-- BEGIN MATERIAL SHOWN --

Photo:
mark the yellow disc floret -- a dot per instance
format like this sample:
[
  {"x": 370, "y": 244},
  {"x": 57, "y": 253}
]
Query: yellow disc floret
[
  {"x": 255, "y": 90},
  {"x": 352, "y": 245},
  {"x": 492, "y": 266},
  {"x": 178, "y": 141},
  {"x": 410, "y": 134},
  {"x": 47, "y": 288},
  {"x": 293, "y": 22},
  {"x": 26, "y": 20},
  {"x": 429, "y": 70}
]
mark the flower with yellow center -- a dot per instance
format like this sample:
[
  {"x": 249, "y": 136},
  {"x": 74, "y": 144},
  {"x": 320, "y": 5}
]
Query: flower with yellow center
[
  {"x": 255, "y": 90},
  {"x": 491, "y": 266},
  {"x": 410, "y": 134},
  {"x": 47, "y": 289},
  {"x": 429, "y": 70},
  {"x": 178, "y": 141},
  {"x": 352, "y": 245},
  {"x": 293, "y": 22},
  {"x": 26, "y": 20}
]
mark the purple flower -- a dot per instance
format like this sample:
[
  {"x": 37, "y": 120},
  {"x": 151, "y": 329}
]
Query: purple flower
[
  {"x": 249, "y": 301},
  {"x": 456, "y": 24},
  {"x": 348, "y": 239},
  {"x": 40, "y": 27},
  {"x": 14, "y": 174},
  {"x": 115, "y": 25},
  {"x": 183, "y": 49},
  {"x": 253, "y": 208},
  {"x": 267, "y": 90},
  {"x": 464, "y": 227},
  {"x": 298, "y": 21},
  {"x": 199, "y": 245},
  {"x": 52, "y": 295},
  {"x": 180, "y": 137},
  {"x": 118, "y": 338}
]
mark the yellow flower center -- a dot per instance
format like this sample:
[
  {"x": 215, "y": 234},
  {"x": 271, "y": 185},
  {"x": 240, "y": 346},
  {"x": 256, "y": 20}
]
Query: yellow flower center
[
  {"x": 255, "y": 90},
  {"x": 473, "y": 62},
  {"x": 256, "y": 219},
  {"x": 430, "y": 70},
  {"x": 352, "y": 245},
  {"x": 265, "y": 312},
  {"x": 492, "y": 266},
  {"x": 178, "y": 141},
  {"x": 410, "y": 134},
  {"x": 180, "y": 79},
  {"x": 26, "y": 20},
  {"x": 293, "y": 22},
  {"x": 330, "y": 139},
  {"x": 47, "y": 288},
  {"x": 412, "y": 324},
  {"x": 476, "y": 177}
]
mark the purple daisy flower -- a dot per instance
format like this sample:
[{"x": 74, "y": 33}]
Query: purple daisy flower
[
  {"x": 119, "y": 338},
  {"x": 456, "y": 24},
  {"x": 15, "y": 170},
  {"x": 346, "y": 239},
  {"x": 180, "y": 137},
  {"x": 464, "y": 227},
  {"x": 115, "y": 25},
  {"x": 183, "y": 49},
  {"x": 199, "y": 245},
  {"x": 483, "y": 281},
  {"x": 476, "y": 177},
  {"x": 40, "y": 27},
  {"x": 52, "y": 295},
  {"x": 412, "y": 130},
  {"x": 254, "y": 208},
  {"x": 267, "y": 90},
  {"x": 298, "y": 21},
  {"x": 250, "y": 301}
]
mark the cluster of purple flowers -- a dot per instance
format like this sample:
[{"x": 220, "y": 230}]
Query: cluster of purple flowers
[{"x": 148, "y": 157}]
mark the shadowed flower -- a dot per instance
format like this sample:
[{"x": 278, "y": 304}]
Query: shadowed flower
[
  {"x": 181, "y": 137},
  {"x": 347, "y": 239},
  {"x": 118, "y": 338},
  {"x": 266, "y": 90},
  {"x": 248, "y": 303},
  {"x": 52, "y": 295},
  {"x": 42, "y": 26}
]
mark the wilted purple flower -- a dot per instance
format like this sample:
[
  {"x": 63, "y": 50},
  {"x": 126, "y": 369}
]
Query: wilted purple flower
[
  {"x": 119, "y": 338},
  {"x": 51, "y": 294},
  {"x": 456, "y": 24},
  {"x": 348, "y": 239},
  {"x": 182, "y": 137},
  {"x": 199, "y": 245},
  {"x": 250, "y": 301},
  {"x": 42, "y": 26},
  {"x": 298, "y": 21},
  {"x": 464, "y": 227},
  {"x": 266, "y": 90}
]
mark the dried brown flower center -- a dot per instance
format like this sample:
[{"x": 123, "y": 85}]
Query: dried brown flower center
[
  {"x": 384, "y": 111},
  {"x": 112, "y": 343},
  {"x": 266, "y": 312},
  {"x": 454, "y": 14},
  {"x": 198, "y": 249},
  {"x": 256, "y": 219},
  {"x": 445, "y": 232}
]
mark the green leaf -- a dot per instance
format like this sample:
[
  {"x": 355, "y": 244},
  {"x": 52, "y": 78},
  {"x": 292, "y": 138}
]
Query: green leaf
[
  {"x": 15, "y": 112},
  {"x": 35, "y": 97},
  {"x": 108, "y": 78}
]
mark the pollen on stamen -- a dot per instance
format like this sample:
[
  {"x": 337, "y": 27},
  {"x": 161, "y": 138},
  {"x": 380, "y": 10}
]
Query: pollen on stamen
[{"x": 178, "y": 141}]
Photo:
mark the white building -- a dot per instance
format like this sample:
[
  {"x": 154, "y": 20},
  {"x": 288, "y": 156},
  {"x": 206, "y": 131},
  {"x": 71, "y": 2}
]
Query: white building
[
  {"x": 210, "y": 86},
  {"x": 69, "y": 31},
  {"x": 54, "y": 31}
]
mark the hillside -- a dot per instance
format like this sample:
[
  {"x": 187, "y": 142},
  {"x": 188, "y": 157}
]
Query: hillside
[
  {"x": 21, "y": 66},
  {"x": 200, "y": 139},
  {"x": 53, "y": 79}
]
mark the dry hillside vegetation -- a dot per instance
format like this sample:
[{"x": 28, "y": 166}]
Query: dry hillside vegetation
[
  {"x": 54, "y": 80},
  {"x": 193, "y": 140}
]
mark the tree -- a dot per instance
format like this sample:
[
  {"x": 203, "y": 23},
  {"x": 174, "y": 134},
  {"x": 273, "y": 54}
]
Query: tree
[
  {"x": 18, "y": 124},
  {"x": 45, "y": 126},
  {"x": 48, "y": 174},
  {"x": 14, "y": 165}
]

-- END MATERIAL SHOWN --

*WRITTEN PROBLEM*
Turn the lines of the records, starting with the line containing "mark the dry" and going on through the end of the records, into a numbered list with blank lines left out.

*RESULT*
1. mark the dry hillside vegetation -- a dot per instance
2. format like this sample:
3. [{"x": 28, "y": 166}]
4. Query: dry hillside vegetation
5. [
6.   {"x": 54, "y": 80},
7.   {"x": 193, "y": 140}
8. ]
9. mark the tree -- a dot per instance
10. format like this sample:
11. [
12.   {"x": 203, "y": 23},
13.   {"x": 174, "y": 134},
14.   {"x": 273, "y": 54}
15. ]
16. Query: tree
17. [
18.   {"x": 18, "y": 124},
19.   {"x": 45, "y": 126},
20.   {"x": 48, "y": 174},
21.   {"x": 14, "y": 165}
22. ]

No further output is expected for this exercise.